▸ **To do**
Copy the lines below exactly as they appear, without changing anything.

Lines of data:
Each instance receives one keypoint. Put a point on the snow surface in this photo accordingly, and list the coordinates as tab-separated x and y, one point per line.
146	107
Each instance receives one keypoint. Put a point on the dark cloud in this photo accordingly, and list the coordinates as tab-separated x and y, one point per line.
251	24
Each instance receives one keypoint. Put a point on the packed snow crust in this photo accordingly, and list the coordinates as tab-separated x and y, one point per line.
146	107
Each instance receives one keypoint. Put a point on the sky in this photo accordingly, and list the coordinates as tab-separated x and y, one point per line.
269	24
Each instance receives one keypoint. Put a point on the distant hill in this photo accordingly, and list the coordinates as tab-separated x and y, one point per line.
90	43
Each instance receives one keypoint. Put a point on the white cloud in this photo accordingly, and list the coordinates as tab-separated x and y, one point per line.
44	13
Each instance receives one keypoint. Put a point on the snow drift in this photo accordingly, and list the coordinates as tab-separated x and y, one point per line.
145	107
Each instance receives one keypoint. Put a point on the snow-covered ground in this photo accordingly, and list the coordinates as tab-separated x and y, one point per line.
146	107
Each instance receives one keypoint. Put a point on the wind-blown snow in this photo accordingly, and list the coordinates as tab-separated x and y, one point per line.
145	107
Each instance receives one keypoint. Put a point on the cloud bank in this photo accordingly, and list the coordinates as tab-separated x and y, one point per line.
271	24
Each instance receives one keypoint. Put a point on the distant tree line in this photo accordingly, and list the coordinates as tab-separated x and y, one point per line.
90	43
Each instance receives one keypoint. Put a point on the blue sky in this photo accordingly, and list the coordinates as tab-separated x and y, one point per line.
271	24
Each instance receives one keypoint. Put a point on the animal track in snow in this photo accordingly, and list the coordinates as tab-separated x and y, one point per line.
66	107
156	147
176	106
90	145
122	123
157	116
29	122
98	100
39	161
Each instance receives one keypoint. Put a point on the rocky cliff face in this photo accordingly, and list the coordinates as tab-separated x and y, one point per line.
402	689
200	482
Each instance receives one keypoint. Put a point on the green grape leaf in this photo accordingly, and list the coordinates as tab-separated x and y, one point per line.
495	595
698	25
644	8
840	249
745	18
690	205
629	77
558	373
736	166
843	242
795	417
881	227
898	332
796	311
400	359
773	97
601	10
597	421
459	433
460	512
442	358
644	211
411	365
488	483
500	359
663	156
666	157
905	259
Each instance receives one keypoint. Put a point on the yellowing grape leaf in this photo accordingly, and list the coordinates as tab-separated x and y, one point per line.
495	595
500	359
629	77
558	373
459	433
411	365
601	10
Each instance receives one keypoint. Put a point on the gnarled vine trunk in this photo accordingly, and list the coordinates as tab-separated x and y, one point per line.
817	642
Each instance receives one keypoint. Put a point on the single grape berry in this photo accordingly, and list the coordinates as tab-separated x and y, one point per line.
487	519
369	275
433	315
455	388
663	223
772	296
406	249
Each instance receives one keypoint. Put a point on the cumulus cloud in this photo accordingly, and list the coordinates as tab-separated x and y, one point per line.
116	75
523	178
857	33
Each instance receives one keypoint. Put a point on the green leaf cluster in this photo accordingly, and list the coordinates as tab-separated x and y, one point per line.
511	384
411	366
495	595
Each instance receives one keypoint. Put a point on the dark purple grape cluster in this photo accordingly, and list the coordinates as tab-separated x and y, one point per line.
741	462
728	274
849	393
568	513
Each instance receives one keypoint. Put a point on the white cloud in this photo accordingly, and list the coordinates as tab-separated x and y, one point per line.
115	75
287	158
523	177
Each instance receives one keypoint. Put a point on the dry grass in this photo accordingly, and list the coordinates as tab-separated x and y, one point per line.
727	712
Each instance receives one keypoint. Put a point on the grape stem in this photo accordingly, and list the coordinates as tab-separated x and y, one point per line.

▸ **Output for this task**
Each instance receives one keypoint. Put a point on the snow surface in this photo accordingly, and list the coordinates as tab-separated x and y, one point per line.
146	107
Each instance receives one keypoint. Put a point on the dark cloud in this photo accordingly, and list the coordinates as tab-separated x and y, one point per line.
251	24
Each instance receives one keypoint. Put a point on the packed snow crust in this photo accordingly, and list the coordinates as tab-separated x and y, one point per line.
146	107
Each instance receives one keypoint. Put a point on the sky in this photo accordingly, and list the coordinates as tab-separated x and y, one point per line.
269	24
Each instance receives one keypoint. Put a point on the distant hill in this photo accordingly, and list the coordinates as tab-separated x and y, one point per line.
90	43
Each instance receives one keypoint. Put a point on the white cloud in this photo accordingly, and list the coordinates as tab-separated x and y, one point per line.
44	13
Each instance receives one keypoint. Put a point on the snow drift in this photo accordingly, and list the coordinates as tab-separated x and y, one point per line.
145	107
Each instance receives one keypoint. Put a point on the snow-covered ground in this photo accordingly, and list the coordinates as tab-separated x and y, one point per line.
146	107
Each instance receives one keypoint. Put a point on the wind-blown snow in this photo accordingly, and list the coordinates as tab-separated x and y, one point per line.
145	107
Each instance receives one keypoint. Put a point on the cloud bank in this photo accordingly, and list the coordinates as tab-separated x and y, one point per line.
271	24
Each instance receives one keypoint. Put a point on the distant tree line in this photo accordingly, and list the coordinates as tab-separated x and y, one point per line.
90	43
Each instance receives one keypoint. Put a point on the blue sky in this photo accordingly, and list the coordinates as tab-separated x and y, one point per line.
271	24
Each instance receives one keypoint. Put a point on the animal track in snow in this photo accordingly, and list the coordinates as tab-separated x and y, one point per line.
66	107
156	147
176	106
90	145
122	123
157	116
29	122
98	100
39	161
Each instance receives one keypoint. Put a point on the rocky cliff face in this photo accordingly, and list the coordinates as tab-separated x and y, one point per line.
402	689
200	482
Each instance receives one keypoint. Put a point on the green grape leaf in this photo accordingly, and list the coordinates as tab-separated x and y, one point per line.
495	595
698	25
644	8
840	249
745	18
690	205
629	77
558	373
736	166
843	242
795	417
881	227
898	332
796	311
400	359
773	97
601	10
597	421
459	433
460	512
442	358
644	211
411	365
488	483
500	359
663	156
666	157
905	259
Each instance receives one keypoint. Put a point on the yellowing grape leaf in this photo accordingly, and list the coordinates as tab-separated x and y, one point per line.
495	595
500	359
629	77
558	373
459	433
411	365
601	10
Each instance receives one keypoint. Put a point on the gnarled vine trunk in this photo accordingly, and list the coordinates as tab-separated x and y, one point per line.
817	642
Each instance receives one keypoint. Put a point on the single grape berry in this photo accordingly, and list the coordinates as tab-separated x and y, one point per line.
487	519
369	275
433	315
455	388
663	223
772	296
406	249
Each instance receives one keypoint. Put a point on the cumulus cloud in this photo accordingly, and list the coordinates as tab-separated x and y, one point per line.
116	75
523	178
857	33
Each instance receives one keypoint. Put a point on the green leaf cluster in this photo accordingly, and list the coordinates as tab-separated x and y, one point per line.
511	384
411	366
495	595
Each instance receives one keypoint. Put a point on the dark purple grape cluster in this photo accordingly, and list the coordinates as tab-separated x and y, one point per line.
741	462
728	274
849	393
568	513
Each instance receives one keypoint. Put a point on the white cloud in this photo accordingly, and list the coordinates as tab-separated x and y, one point per line.
115	75
287	158
523	177
Each instance receives one keypoint. Put a point on the dry grass in this photo accordingly, and list the coordinates as tab-separated x and y, one point per line.
727	712
Each instance receives one keypoint. Put a point on the grape stem in this photo accordingly, and list the coordinates as tab-separated x and y, one point per line.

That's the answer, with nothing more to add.